### ACTION ITEM
Print again, word for word, all of the records below, and leave the pictures out.

### MATERIAL SHOWN ###

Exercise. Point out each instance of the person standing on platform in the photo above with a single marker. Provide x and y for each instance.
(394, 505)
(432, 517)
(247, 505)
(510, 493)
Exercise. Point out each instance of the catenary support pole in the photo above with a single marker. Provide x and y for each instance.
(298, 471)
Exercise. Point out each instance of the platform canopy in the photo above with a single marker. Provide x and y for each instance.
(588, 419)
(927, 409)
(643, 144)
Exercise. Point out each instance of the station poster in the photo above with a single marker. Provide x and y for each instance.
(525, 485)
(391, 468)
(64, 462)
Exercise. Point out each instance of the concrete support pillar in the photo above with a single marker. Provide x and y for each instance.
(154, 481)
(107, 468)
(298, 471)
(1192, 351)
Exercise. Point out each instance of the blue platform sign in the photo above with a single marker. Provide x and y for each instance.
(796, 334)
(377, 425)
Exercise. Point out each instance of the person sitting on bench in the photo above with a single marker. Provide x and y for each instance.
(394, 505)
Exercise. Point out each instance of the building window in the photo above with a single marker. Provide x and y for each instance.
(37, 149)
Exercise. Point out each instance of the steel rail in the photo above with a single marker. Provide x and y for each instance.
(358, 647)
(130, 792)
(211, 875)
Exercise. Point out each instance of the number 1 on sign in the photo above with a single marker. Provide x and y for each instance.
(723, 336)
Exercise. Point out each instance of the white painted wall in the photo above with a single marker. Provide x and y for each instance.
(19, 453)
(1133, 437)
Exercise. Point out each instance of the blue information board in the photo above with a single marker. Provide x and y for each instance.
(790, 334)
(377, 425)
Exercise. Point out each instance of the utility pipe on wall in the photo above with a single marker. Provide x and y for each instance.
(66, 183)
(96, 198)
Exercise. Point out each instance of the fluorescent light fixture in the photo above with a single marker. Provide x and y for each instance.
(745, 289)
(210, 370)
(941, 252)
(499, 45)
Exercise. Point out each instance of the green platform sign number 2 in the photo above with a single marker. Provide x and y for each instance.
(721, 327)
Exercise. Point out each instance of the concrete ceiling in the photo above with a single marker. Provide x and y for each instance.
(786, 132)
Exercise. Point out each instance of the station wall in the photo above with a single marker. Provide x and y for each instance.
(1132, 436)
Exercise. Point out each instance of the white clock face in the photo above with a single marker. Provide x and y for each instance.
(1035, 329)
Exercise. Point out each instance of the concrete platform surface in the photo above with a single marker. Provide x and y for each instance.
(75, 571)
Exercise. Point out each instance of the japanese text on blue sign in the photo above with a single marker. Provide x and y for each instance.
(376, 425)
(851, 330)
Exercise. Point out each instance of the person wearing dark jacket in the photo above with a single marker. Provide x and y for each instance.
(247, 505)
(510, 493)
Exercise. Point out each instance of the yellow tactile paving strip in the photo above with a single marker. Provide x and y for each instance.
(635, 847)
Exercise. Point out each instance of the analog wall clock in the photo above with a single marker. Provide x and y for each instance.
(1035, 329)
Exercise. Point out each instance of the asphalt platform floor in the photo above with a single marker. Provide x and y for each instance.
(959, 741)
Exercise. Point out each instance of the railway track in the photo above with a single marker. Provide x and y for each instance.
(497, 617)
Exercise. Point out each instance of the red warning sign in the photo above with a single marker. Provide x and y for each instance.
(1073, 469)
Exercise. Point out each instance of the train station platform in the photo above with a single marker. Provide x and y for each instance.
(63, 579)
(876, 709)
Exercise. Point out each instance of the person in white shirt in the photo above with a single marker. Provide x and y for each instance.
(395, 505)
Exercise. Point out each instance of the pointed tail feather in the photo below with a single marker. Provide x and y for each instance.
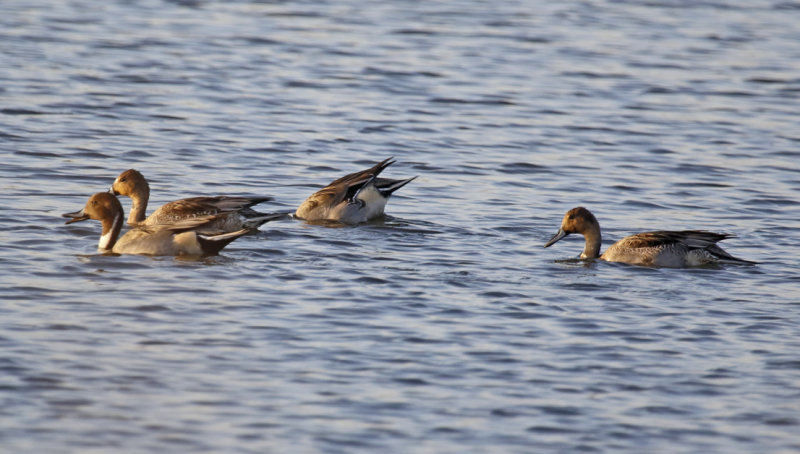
(387, 187)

###

### FINAL ANSWER
Exercise. Point out each instance of the person standing on platform in the photo above with a single marker. Provide x and y for each instance.
(394, 505)
(432, 517)
(247, 505)
(510, 493)
Exercise. Point out each instance of the catenary support pole in the photo above with a single marker. Provide x and y for each instance.
(298, 471)
Exercise. Point out each instance of the platform canopy in the photo above with a single marker. Provide x and y for each instance.
(588, 419)
(927, 409)
(643, 144)
Exercise. Point out each instance of the station poster in the photo above with a single marker. Provide x and y for each instance.
(525, 485)
(391, 468)
(64, 462)
Exercise. Point out each instance of the concrete support pillar in the photo above with a single marker. Provide x and y for each instance.
(154, 481)
(107, 468)
(298, 471)
(1192, 351)
Exercise. Point out each instance of the blue platform sign in the photo above with a single marker. Provide x and y for each instance.
(796, 334)
(377, 425)
Exercise. Point out each instance of the person sitting on bench in the photo above with a single marker. Provide x and y for each instance.
(394, 505)
Exercise. Point out each instance of the building window in the photo above with a single marker. Provide x and y for each instance.
(37, 149)
Exercise. Point out each instance of the steel rail in the photo above with a single marker. Provide x and y for each instance.
(358, 647)
(130, 792)
(211, 875)
Exercise. Point out each instance of the number 1 on sign in the photo above with a single marker. Provide x and y for each instance.
(723, 336)
Exercise. Point out each instance of the white painted wall in the photo above with a single marker. Provide x and y for each instance.
(19, 453)
(1133, 437)
Exercise. Point out each instance of the blue information board in the photo above with a single marker. Provide x and y for each instance.
(790, 334)
(377, 425)
Exercise. Point out each instance of the utility pipe on wall in the photo above with a single marker. Provide x and y for each instance.
(66, 183)
(96, 198)
Exercise. Point out each instance of the fluorescent light fixture in the photo above with a single marker. Provide x and y for each instance.
(745, 289)
(210, 370)
(941, 252)
(499, 45)
Exercise. Point out each instance of the green platform sign number 2 in the photo above with a single marker. Provide x and y for each instance.
(721, 327)
Exercise. Point out each instance of the concrete ceiling in the photo above with a single marker. Provide x and y for each instance.
(786, 132)
Exercise. Point out each instance of the station wall in the photo above with a single marker. Provide x and y for each instance.
(1132, 436)
Exercise. Point out each instance of the white clock face in the photo above with a single marker. Provide x and y for each instance.
(1035, 329)
Exercise. Point out each instance of the concrete platform surface in the photo above with a single marker. Provide x and y for each instance.
(75, 571)
Exercise. Point out each instance of the japanese text on blue sign in the photo above with a single marker. Provide x and y for each instance.
(376, 425)
(851, 330)
Exercise. Point out each instance of the person wearing dark jacket in the photo above with a single marker. Provide x and y for each instance.
(247, 505)
(510, 493)
Exercise. Point out each instance of the yellow tactile paving strip in the photo above with a single marker. Provide x and y for each instance.
(635, 847)
Exercise. Point out each instance of the analog wall clock in the photo above with a single marker. Provide x and y for each instance.
(1035, 329)
Exercise. Point out each instance of the asphalt platform floor in the photo above with a single marker. Provide x and y for each instance.
(959, 741)
Exercise. Point out each instance of the railway track in the photo above with a single marker. Provide x and y for each instance.
(497, 617)
Exercise. Point out each instance of the red warning sign in the photo above with a single marker. Provide x and y for each instance.
(1073, 469)
Exercise. Point out each instance of the train station platform in the photo above with a single marker. Provide x and y for each instance.
(63, 579)
(876, 709)
Exercise. Point out each instance of the person in white shirt in the photo above with a single marker. Provide x and y for each instance.
(395, 505)
Exercise. Point out each instance of the pointed tail feather in the photo below with a single marker. Provide x and y for each instance.
(387, 187)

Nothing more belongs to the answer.